■ **EXERCISES**
- 1) Reproduce the part of the Serial patterns post starting at "## Rocket Skates76" and ending at "of a serial?".
- 2) Resume the Serial patterns post after its last sentence and write a continuation.

■ **PASSAGE SHOWN**
— start —
# Serial patterns



## Rocket Skates76 (Jun 24, 2017)

Divorce has been filed. One year wait. My WW will contribute greatly in the lives of our 4 young ones. This is not about wrestling away the children because the reality is I work a lot and family is sparse. 
This is about feeling apprehensive now that the depth of my wife's sickness has been revealed. I question her future decisions, her judgment. She had NEVER given me reason to in the past, but that was then. 

I understand now the steps involved in infidelity. I understand someone who partakes of this more than once could be labeled "serial". Situational vs Serial. But is there something deeply wrong within the mind of a serial? 
Cheating is an extremely destructive coping mechanism and this is what brings me worry, especially now that it is forever attached to my children's lives. 
There is not much in the way of Google. 
Do serial cheats just give in more? Or is it darker. 
Don't incidents usually escalate in nature and content?
Or are patterns unreliable?

They are addicts and that worries me. The hearts and innocence of my little ones dominates my thinking. 

4 affairs she has admitted to. Yes, one was me, you may already know that. 
The point: is it possible to use her "revealed past" as a barometer for the future health and safety of my children?

All info I received 2 weeks ago when she fessed up (according to her):

2004, in previous marriage, full PA with church sound man. Started as a 5 month EA. Sex only happened once. Confessed. Her ex was hurt but got over it. They were forced to relocate leaving behind careers. 

2006 sent out 'feeler' message to me via MySpace. We were once in love teenagers who split up. We jumped all in from there. EA and PA. Divorced then Married each other the following year. 

12/2015 reveals one month EA with former ex boyfriend from teen years. Mostly, using him to feed her loneliness and ego. A couple pics sent, one topless, one in a bikini. "Minor sexual talk". He just needed companionship (meth user) and she liked the attention. 7 hr drive no PA. 

06/2016 
4 month Fling with band member. 2 incidents of oral. 5 incidents of vulgar videos back and forth. He was not needy nor affectionate. She says she felt used. It was simple "send me pics and vids" and do the sexual things we miss or enjoy. He left the band and her but resurfaced 3 weeks ago (8 months later) Videos were once again exchanged. Nothing else she swears. 

She is a wholesome acting mom that can be a complete $lut unfortunately. 
Does that behavior fit a pattern that has been seen before?
Stability when my children are with her, is that realistic?
— end —
■ **EXTRACTED INFORMATION**
— start —
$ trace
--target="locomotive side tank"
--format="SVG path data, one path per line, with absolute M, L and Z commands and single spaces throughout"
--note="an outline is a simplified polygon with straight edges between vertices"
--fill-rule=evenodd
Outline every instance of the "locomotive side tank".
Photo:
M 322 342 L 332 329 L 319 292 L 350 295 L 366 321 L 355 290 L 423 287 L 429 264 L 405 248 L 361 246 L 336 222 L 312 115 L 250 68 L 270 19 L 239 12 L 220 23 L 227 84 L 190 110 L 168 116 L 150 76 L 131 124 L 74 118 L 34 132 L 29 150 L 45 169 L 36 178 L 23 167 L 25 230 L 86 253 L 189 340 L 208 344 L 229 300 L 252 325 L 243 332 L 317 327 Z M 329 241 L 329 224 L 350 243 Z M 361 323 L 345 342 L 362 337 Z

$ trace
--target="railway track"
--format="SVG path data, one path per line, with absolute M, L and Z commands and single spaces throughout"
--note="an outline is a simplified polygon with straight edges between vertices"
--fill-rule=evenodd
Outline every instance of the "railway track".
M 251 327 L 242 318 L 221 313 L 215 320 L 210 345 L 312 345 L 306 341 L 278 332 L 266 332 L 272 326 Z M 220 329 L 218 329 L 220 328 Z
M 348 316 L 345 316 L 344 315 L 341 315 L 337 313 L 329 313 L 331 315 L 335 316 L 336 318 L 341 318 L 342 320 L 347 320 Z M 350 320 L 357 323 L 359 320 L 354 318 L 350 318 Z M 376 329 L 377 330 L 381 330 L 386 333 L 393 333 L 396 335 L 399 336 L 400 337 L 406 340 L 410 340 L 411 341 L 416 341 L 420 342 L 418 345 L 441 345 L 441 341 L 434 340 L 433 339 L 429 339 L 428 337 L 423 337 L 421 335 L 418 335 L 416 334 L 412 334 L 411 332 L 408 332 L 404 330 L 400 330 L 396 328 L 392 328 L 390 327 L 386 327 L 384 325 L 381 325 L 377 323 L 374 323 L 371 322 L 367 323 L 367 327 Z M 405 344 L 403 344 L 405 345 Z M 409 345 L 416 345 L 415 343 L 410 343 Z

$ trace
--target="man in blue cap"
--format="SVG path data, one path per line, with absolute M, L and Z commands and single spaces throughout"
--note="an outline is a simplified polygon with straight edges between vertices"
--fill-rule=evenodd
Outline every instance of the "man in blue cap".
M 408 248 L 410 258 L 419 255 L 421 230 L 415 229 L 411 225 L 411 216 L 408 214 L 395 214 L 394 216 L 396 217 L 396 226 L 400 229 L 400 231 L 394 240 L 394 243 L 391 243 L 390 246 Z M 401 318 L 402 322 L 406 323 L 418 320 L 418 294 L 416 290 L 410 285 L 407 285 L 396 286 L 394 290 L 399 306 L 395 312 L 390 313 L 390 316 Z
— end —
■ **ANSWERS FOR THIS EXERCISE**
- 1)
## Rocket Skates76 (Jun 24, 2017)

Divorce has been filed. One year wait. My WW will contribute greatly in the lives of our 4 young ones. This is not about wrestling away the children because the reality is I work a lot and family is sparse. 
This is about feeling apprehensive now that the depth of my wife's sickness has been revealed. I question her future decisions, her judgment. She had NEVER given me reason to in the past, but that was then. 

I understand now the steps involved in infidelity. I understand someone who partakes of this more than once could be labeled "serial". Situational vs Serial. But is there something deeply wrong within the mind of a serial?

- 2)
----------



## farsidejunky (Mar 19, 2014)

It isn't darker per se. It is an inherent lack of self esteem that leads them to pursue external validation from whatever their current object of affection might be. 

The lack of self esteem stems from not loving themselves, therefore they do not feel good about themselves, then a stray compliment comes in from someone of the opposite sex, they see a picture of an ex on social media, etc...it feels good, they reach out, the gesture is returned, pleasantries become flirtation, which leads to sexting, and leads to the PA. 

That one falls apart? The next compliment from the next person starts the process all over again. The sex isn't even the end state for the serial cheat, but rather the emotional high of being desired and accepted by the new AP.

It more-often-than-not is not malicious, but just self-centered. Their feeling better about themselves is the only thing that matters in the moment. 

As far as stability goes, she will likely cycle through men until she finds someone who thinks the facade she puts up is the cats pajamas. Then he will marry her, and when it becomes stale, someone else will come along to prop up her ego, and it will be on again. 

Stable? Not really. Unfortunately, that will not matter much in the eyes of the court in custody. This is where you have to remember that you can only control yourself, and do your best to empower your children with the morals you wish them to have.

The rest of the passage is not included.